→ Dataset records:

+ + + + + + +

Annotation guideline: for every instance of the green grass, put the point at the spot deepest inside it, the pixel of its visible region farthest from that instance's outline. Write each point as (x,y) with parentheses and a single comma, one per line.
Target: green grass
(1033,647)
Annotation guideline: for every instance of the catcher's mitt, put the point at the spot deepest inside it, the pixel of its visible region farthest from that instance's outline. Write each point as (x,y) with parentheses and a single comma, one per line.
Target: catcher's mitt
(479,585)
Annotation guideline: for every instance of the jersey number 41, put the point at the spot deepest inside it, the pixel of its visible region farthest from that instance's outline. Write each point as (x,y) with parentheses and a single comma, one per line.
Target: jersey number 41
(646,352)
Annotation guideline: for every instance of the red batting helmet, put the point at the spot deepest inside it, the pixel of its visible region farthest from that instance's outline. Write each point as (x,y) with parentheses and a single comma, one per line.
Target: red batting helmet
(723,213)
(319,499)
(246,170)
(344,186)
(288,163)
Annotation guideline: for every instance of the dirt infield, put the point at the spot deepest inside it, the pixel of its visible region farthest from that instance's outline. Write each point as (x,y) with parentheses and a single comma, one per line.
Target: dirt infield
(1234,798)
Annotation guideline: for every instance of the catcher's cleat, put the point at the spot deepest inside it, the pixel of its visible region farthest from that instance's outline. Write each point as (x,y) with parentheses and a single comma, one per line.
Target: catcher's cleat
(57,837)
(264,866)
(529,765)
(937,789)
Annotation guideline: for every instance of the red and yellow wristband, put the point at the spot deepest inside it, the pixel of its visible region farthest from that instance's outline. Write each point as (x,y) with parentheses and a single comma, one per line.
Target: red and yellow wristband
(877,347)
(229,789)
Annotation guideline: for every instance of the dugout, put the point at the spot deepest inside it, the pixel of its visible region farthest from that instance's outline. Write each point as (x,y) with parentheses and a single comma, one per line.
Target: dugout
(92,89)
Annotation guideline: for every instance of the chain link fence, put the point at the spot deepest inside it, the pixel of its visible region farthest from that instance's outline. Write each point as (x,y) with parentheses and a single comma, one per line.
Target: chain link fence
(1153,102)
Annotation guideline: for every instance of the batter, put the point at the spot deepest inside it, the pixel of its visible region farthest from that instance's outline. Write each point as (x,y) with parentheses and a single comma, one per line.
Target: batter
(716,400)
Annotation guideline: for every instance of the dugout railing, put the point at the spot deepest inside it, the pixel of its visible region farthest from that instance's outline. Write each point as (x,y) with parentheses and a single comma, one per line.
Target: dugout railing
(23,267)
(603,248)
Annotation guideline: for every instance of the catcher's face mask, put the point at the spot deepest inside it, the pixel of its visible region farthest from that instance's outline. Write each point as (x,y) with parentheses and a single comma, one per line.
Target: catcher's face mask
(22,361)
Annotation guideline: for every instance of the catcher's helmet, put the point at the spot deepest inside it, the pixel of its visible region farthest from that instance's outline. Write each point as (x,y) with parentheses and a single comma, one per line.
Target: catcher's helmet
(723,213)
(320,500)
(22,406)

+ + + + + + +

→ What to do:
This exercise calls for repeating every line of the data exactly.

→ Task solution:
Annotation guideline: for every instance of the green grass, put the point at the spot deepest inside it, the pixel of its visible region farthest from that instance's outline. Write each point as (x,y) with parentheses and a single comma, one per line.
Target: green grass
(1033,647)
Annotation guideline: for every instance of the catcher's mitt, put the point at the spot deepest inside it, the pixel of its visible region farthest from that instance's outline. Write each point as (x,y) with parentheses and a single comma, one per line.
Target: catcher's mitt
(479,585)
Annotation guideline: for every instance of the jersey number 41, put the point at the spot deepest inside it, the pixel of its visible region farthest from that instance's outline. Write each point as (x,y) with parentheses and a single comma, one per line.
Target: jersey number 41
(646,352)
Annotation guideline: for every instance of the red batting helmet, put the point at the spot deepest inside it, the pixel of its visible region farthest from that instance's outline. Write each point as (x,y) with parentheses and a single comma, one per line.
Target: red batting helmet
(723,213)
(319,499)
(246,170)
(344,186)
(288,163)
Annotation guideline: for every instance of the dirt infield, put the point at the spot deepest inside it, the pixel of its visible region farthest from that instance's outline. Write each point as (x,y) with parentheses and a single comma, one per line.
Target: dirt infield
(1234,798)
Annotation guideline: for every instance of the catcher's cleat, put the point at the spot deepest inside it, the pixel of its visible region farthest from that instance's outline. Write each point as (x,y) with parentheses and a single comma, one per line.
Target: catcher's cleat
(57,837)
(264,866)
(529,765)
(937,789)
Annotation guideline: for every instance of the red and yellow wristband, put the point at the spot deepest inside it, the pixel of its visible region farthest from that instance's outline. Write each point as (x,y) with parentheses and a single comma, one per line.
Target: red and yellow wristband
(877,347)
(229,789)
Annotation guideline: for every instance of the dugout, put the point at the spot deepest inside it, the pixel of its visible region farthest from that instance's outline. Write each point as (x,y) with parentheses and a single comma, one per line.
Target: dugout
(92,89)
Annotation guideline: for every instance of the chain link fence, put the point at the spot deepest inside it, the pixel of its visible region farthest from that instance's outline. Write each point as (x,y) with parentheses and a single comma, one per line.
Target: chain link fence
(1153,102)
Annotation guideline: for every instance of the batter, put the point at the spot deepest inside it, the pixel of its visible region farthest from that instance's outline. Write each point as (x,y) with parentheses and a single comma, one per line.
Target: batter
(716,400)
Annotation guideline: for every instance of the dugout railing, put the point at the spot deepest inside it, the pixel of its visible region farthest from that instance's outline. Write each point as (x,y) with parentheses and a single comma, one per line.
Target: dugout railing
(23,267)
(603,248)
Annotation guideline: for every instance of the catcher's face mask, put the point at the spot deepest inside it, the pixel of its visible region farthest from that instance's outline. Write each point as (x,y) with parentheses and a single comma, one per line.
Target: catcher's face mask
(22,361)
Annotation guideline: for every instance of the catcher's helmet, put the point at the spot deepest inside it, the pixel of its visible region farthest from that instance's outline. Write each point as (x,y) with parentheses and a single comma, one per line.
Target: catcher's helmet
(723,213)
(320,500)
(22,406)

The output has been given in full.